Dataset entries:
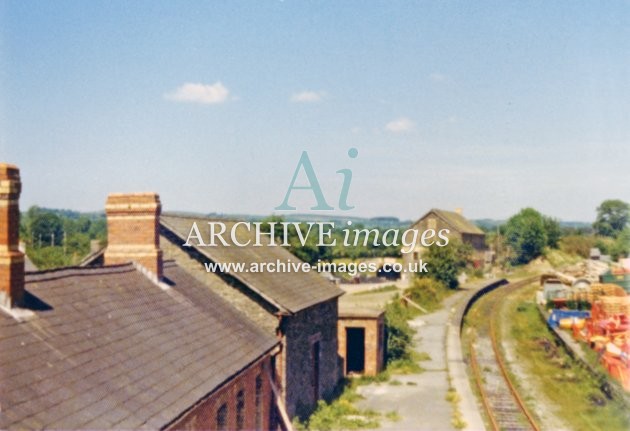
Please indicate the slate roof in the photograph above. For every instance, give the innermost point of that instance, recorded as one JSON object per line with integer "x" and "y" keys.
{"x": 109, "y": 348}
{"x": 456, "y": 220}
{"x": 289, "y": 292}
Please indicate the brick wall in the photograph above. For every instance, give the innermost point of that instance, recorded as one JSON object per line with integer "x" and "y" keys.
{"x": 374, "y": 341}
{"x": 316, "y": 324}
{"x": 238, "y": 394}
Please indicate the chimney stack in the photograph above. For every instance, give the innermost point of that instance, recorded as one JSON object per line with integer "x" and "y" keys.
{"x": 133, "y": 230}
{"x": 11, "y": 259}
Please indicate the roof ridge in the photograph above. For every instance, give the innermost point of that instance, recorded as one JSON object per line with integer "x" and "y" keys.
{"x": 43, "y": 272}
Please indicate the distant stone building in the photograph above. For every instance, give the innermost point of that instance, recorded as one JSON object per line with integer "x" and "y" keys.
{"x": 459, "y": 228}
{"x": 128, "y": 345}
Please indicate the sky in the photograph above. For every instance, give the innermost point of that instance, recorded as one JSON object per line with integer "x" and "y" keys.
{"x": 486, "y": 106}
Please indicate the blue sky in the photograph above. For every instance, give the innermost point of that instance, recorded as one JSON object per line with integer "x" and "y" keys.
{"x": 488, "y": 106}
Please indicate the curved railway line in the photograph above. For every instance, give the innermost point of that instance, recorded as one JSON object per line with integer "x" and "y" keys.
{"x": 503, "y": 405}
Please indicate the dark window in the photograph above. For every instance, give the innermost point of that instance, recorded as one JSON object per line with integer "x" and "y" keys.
{"x": 222, "y": 417}
{"x": 259, "y": 401}
{"x": 315, "y": 376}
{"x": 240, "y": 410}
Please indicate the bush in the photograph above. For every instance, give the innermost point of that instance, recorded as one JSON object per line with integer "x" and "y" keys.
{"x": 577, "y": 245}
{"x": 427, "y": 292}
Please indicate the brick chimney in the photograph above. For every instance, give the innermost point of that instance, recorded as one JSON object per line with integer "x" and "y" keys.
{"x": 11, "y": 259}
{"x": 133, "y": 230}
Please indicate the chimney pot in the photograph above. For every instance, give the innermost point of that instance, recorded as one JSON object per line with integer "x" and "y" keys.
{"x": 133, "y": 230}
{"x": 11, "y": 258}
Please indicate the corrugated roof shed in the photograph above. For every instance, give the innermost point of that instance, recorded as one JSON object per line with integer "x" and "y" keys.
{"x": 289, "y": 291}
{"x": 109, "y": 348}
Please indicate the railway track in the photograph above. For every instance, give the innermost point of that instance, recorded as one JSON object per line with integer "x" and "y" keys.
{"x": 503, "y": 405}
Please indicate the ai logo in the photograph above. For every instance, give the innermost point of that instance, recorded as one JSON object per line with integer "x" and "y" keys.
{"x": 313, "y": 184}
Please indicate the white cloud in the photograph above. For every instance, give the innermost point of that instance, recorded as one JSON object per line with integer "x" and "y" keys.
{"x": 400, "y": 125}
{"x": 207, "y": 94}
{"x": 437, "y": 77}
{"x": 307, "y": 96}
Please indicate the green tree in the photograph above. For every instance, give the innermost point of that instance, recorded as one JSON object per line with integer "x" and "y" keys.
{"x": 445, "y": 263}
{"x": 612, "y": 217}
{"x": 526, "y": 234}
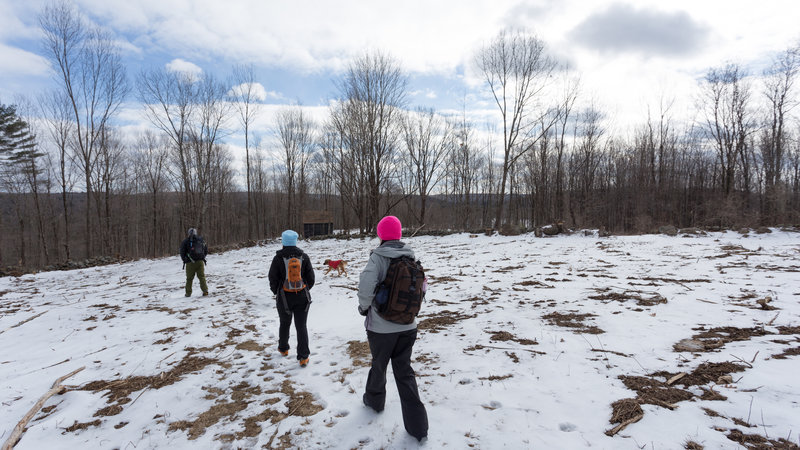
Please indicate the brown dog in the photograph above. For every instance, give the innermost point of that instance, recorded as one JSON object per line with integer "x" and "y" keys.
{"x": 339, "y": 265}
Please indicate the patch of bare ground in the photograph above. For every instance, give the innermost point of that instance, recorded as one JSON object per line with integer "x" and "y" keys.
{"x": 496, "y": 377}
{"x": 119, "y": 391}
{"x": 250, "y": 345}
{"x": 715, "y": 338}
{"x": 654, "y": 392}
{"x": 442, "y": 320}
{"x": 504, "y": 336}
{"x": 240, "y": 396}
{"x": 654, "y": 298}
{"x": 359, "y": 353}
{"x": 112, "y": 410}
{"x": 795, "y": 351}
{"x": 731, "y": 250}
{"x": 508, "y": 269}
{"x": 756, "y": 441}
{"x": 197, "y": 427}
{"x": 788, "y": 329}
{"x": 301, "y": 403}
{"x": 774, "y": 268}
{"x": 444, "y": 279}
{"x": 573, "y": 321}
{"x": 705, "y": 373}
{"x": 81, "y": 426}
{"x": 536, "y": 283}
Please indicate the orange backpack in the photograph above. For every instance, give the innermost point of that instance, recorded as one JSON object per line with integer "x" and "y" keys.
{"x": 294, "y": 280}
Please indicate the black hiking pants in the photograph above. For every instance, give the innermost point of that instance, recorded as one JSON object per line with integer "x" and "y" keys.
{"x": 298, "y": 309}
{"x": 397, "y": 348}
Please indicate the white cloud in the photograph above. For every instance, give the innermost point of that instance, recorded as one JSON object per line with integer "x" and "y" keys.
{"x": 182, "y": 66}
{"x": 18, "y": 62}
{"x": 257, "y": 91}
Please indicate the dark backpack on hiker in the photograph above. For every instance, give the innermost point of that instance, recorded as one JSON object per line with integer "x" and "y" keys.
{"x": 197, "y": 249}
{"x": 294, "y": 278}
{"x": 400, "y": 296}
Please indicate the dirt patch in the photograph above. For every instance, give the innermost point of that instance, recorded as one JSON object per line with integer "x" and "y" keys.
{"x": 112, "y": 410}
{"x": 788, "y": 330}
{"x": 536, "y": 283}
{"x": 787, "y": 353}
{"x": 252, "y": 425}
{"x": 81, "y": 426}
{"x": 573, "y": 321}
{"x": 442, "y": 320}
{"x": 119, "y": 390}
{"x": 240, "y": 396}
{"x": 756, "y": 441}
{"x": 503, "y": 336}
{"x": 508, "y": 269}
{"x": 442, "y": 279}
{"x": 714, "y": 338}
{"x": 709, "y": 373}
{"x": 360, "y": 353}
{"x": 197, "y": 427}
{"x": 641, "y": 300}
{"x": 300, "y": 403}
{"x": 250, "y": 345}
{"x": 496, "y": 377}
{"x": 624, "y": 410}
{"x": 654, "y": 392}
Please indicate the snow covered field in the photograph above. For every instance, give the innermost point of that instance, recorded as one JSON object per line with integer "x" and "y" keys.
{"x": 524, "y": 342}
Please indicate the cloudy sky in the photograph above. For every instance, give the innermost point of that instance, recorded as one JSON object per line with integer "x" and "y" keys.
{"x": 628, "y": 53}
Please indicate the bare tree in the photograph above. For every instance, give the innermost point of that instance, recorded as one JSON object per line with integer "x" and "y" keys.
{"x": 779, "y": 82}
{"x": 427, "y": 143}
{"x": 246, "y": 99}
{"x": 516, "y": 69}
{"x": 150, "y": 159}
{"x": 57, "y": 118}
{"x": 726, "y": 97}
{"x": 90, "y": 72}
{"x": 295, "y": 132}
{"x": 367, "y": 114}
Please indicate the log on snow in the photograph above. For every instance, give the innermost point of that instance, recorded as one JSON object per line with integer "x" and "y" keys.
{"x": 17, "y": 433}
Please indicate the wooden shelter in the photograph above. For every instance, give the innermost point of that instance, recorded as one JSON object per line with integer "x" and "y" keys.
{"x": 317, "y": 223}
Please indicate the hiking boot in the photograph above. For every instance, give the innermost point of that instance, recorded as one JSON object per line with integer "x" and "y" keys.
{"x": 366, "y": 403}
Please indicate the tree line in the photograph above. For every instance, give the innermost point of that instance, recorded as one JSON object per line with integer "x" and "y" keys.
{"x": 76, "y": 186}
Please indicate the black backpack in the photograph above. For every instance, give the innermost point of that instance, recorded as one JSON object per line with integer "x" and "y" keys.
{"x": 399, "y": 297}
{"x": 197, "y": 249}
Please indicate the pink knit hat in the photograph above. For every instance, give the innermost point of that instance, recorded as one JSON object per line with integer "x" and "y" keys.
{"x": 390, "y": 228}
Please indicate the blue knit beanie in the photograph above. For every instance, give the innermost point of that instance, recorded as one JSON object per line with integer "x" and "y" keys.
{"x": 289, "y": 238}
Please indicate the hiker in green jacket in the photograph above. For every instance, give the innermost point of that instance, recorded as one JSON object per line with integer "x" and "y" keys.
{"x": 193, "y": 253}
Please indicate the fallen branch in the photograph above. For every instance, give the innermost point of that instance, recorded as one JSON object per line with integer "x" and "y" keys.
{"x": 18, "y": 430}
{"x": 773, "y": 319}
{"x": 23, "y": 322}
{"x": 622, "y": 426}
{"x": 610, "y": 351}
{"x": 676, "y": 378}
{"x": 740, "y": 359}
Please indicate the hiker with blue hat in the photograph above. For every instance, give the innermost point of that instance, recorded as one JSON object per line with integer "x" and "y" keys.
{"x": 193, "y": 253}
{"x": 291, "y": 277}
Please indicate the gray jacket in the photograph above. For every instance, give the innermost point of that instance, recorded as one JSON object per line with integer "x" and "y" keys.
{"x": 374, "y": 274}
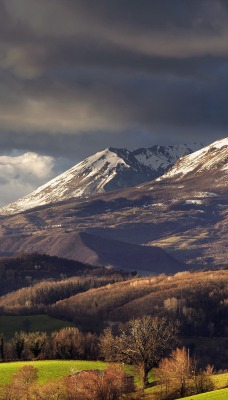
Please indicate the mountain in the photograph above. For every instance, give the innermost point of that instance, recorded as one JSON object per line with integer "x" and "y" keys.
{"x": 96, "y": 251}
{"x": 104, "y": 171}
{"x": 185, "y": 213}
{"x": 211, "y": 161}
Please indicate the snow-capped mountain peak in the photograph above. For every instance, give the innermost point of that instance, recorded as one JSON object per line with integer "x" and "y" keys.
{"x": 213, "y": 158}
{"x": 107, "y": 170}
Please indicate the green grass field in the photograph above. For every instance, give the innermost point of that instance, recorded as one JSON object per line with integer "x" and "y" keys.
{"x": 10, "y": 324}
{"x": 48, "y": 370}
{"x": 221, "y": 394}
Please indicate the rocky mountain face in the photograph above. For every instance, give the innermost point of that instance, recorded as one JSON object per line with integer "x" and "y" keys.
{"x": 185, "y": 213}
{"x": 104, "y": 171}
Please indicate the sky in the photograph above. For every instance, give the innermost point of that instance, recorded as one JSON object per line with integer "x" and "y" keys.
{"x": 77, "y": 76}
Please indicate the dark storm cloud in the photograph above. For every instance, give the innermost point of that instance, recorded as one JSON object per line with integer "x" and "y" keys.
{"x": 77, "y": 76}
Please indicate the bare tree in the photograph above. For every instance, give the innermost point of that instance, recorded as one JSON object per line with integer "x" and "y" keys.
{"x": 144, "y": 343}
{"x": 176, "y": 369}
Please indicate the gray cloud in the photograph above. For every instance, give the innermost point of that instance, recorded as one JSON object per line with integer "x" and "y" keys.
{"x": 77, "y": 76}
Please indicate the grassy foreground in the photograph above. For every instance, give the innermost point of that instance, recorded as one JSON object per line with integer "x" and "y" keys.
{"x": 48, "y": 370}
{"x": 10, "y": 324}
{"x": 221, "y": 394}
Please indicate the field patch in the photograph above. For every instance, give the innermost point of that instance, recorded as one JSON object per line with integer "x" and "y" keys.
{"x": 221, "y": 394}
{"x": 10, "y": 324}
{"x": 48, "y": 370}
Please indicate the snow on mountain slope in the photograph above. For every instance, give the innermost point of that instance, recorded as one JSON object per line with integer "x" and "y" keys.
{"x": 104, "y": 171}
{"x": 212, "y": 159}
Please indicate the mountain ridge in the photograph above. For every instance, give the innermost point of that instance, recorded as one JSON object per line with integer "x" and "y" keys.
{"x": 107, "y": 170}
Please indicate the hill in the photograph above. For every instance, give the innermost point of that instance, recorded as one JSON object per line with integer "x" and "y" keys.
{"x": 28, "y": 269}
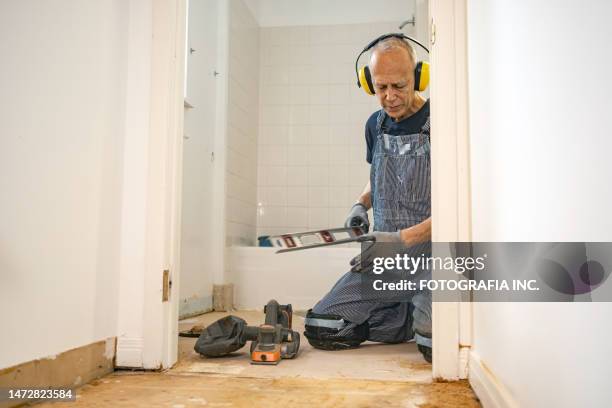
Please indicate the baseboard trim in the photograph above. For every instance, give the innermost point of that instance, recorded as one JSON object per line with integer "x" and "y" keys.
{"x": 69, "y": 369}
{"x": 490, "y": 390}
{"x": 129, "y": 352}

### WHAT IS EXPECTED
Output the material as a two-column CSV with the headers "prompt" and "points", starting at the line containing "Please indicate the hill" and ending at the end of the material. Put each piece of wording and the coordinates after it in one row, with every field quoted and line breaks replaced by spaces, and leave the pictures out.

### TASK RESPONSE
prompt,points
"Please indicate the hill in the photograph above. For every instance, give the innermost point of that instance, recorded as one JSON object per line with integer ""x"" and ""y"" keys.","{""x"": 28, ""y"": 269}"
"Please indicate the baseboard trim in the photograph above. For every instance, give the innermost point of that instance, recorded as one JSON object per line with integer ""x"" and ""y"" keys.","{""x"": 69, ""y"": 369} {""x"": 490, ""y"": 390} {""x"": 129, ""y"": 352}"